* START *

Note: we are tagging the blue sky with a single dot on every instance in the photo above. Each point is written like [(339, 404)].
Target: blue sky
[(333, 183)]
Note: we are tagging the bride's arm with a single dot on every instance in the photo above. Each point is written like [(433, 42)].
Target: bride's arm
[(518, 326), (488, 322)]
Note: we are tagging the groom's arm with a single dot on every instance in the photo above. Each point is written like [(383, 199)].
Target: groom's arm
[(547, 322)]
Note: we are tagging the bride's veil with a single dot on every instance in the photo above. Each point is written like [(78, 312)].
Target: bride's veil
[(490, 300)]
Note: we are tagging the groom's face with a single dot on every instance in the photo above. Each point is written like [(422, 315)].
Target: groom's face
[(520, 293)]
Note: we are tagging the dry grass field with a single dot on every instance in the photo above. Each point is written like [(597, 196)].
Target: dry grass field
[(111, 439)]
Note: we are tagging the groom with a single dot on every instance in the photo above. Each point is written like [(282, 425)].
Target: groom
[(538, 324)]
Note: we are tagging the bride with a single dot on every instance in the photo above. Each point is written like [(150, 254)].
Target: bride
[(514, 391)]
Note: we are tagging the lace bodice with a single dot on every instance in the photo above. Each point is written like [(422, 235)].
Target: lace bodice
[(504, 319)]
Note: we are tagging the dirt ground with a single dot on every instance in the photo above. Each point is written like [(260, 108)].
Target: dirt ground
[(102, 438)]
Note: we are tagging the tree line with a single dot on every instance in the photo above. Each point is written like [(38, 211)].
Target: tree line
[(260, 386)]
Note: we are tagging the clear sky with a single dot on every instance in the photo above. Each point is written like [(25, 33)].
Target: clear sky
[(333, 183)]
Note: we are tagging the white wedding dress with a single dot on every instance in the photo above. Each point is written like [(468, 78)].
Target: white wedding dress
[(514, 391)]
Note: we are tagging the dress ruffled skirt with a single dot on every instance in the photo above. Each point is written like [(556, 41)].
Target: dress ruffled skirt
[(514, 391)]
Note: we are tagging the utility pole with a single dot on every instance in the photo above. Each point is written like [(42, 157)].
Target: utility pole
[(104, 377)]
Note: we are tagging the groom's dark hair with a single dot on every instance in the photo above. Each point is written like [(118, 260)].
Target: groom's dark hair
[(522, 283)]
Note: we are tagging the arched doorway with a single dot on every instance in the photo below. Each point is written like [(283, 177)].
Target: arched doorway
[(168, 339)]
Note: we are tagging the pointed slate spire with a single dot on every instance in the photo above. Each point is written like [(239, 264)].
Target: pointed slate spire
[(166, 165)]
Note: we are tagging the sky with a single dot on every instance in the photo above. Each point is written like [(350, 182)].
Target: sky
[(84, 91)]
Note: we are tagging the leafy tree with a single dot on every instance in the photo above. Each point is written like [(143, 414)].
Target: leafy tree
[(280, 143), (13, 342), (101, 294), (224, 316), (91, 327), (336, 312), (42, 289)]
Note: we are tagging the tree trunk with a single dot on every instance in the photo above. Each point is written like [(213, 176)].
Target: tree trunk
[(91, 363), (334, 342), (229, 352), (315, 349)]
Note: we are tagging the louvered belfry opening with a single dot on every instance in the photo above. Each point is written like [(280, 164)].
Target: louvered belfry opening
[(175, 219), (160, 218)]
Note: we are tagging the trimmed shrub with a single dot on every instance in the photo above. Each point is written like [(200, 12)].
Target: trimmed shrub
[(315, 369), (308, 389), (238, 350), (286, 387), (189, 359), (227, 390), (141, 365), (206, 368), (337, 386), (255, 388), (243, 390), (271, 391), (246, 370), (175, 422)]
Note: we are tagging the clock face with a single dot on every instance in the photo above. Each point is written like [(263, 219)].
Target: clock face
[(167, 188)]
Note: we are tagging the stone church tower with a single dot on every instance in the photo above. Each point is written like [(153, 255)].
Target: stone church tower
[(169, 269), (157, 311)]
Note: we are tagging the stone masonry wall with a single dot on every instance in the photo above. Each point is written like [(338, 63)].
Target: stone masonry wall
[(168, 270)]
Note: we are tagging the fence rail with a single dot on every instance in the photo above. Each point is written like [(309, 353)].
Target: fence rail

* END *

Write out every item above word for word, leaving nothing changed.

- [Answer below]
Note: we are tagging the blue sky with a single dot on every instance in the photo above. Each point is written like [(339, 404)].
Target: blue sky
[(333, 183)]
Note: we are tagging the bride's arm with a single dot on every instance in the photo above. Each point is written like [(433, 42)].
Target: bride's arm
[(518, 326), (488, 322)]
Note: we are tagging the groom's arm with a single dot on every instance in the photo above. Each point is written like [(383, 199)].
Target: groom's arm
[(547, 322)]
Note: we are tagging the bride's veil with a single dot on every instance in the photo above. Each point is written like [(78, 312)].
Target: bride's veil
[(490, 300)]
Note: we are tagging the groom's face with a single dot on every instance in the photo above. Each point is written like [(422, 315)].
Target: groom's face
[(520, 293)]
Note: we are tagging the dry grass field with a single dot on every instance in the photo above. Each point is written like [(597, 196)].
Target: dry grass field
[(111, 439)]
Note: we are tagging the groom with a single dot on every instance in the photo above. Each point is written like [(282, 425)].
Target: groom
[(538, 324)]
Note: we are tagging the bride with a single dot on every instance in the photo above. Each point is written like [(150, 254)].
Target: bride
[(514, 391)]
Note: we are tagging the lace bodice with a single dot on every instance in the photo above. Each point is written like [(422, 235)].
Target: lace bodice
[(504, 319)]
Note: we are tagging the dirt ground with a single dot on every instance in the photo above. Each point is written like [(260, 108)].
Target: dirt ground
[(102, 438)]
Note: we are tagging the tree line with a single dot on every instance in the photo above. Each point is written like [(38, 211)].
Target: tree line
[(260, 386)]
Note: we are tagging the clear sky with a single dot on every instance in the photo above. Each point is written like [(25, 33)].
Target: clear sky
[(333, 183)]
Note: we are tagging the white wedding dress with a single dot on every instance in the photo above. Each point is written like [(468, 78)].
Target: white wedding dress
[(514, 391)]
Note: we are tagging the dress ruffled skirt with a single dot on every instance in the photo above. Each point is written like [(556, 41)].
Target: dress ruffled skirt
[(514, 391)]
Note: we are tagging the utility pole with a single dot on every instance in the photo above. Each point is written like [(42, 157)].
Target: utility pole
[(104, 377)]
Note: we are tagging the groom's dark hair with a single dot on every instance in the photo above. Each point is written like [(118, 260)].
Target: groom's dark hair
[(522, 283)]
Note: we are tagging the arched doorway with a single dot on every instance in the photo below. Each point is written like [(283, 177)].
Target: arched doorway
[(168, 339)]
Note: we are tagging the pointed slate spire with a single dot on every instance in the photo above. Each point is written like [(239, 264)].
Target: pointed slate spire
[(166, 165)]
Note: we are tagging the sky with a single dot on every instance in the photo above. Each point is written like [(350, 182)].
Target: sky
[(84, 91)]
Note: we are tagging the leafy tree with a single dot on every instance in the photo above. Each point is written like [(143, 414)].
Target: leafy tree
[(280, 143), (13, 342), (101, 294), (224, 316), (91, 327), (336, 312), (42, 289)]
Note: we are tagging the tree trunk with a single dot on every instance in the photo above. Each point is written like [(213, 176)].
Target: tree trunk
[(91, 363), (334, 342), (229, 352), (315, 349)]
Note: we are tagging the louvered belfry opening with a single dot on every instance in the photo above. Each point is written like [(280, 164)].
Target: louvered belfry opening
[(175, 219), (160, 218)]
Note: we are tagging the trimmed shrub with a single dot on every instance in the photo above. Each point is written like [(200, 12)].
Target: trimmed shrub
[(315, 369), (308, 389), (238, 350), (286, 387), (189, 359), (227, 390), (141, 365), (206, 368), (337, 386), (255, 388), (243, 390), (271, 391), (246, 370), (175, 422)]
Note: we are tagging the clock face with a single dot on every instance in the photo above. Each point is written like [(263, 219)].
Target: clock face
[(167, 188)]
Note: we are tagging the stone church tower with a single dot on every instance in the photo above. Each point is written like [(153, 255)].
Target: stone church tower
[(169, 269), (157, 311)]
Note: we are tagging the stone masonry wall with a single dot on every instance in the photo above. Each point is written like [(338, 63)].
Target: stone masonry wall
[(168, 270)]
Note: we are tagging the fence rail with a single dot on every instance in the photo above. Each point is written like [(309, 353)].
Target: fence rail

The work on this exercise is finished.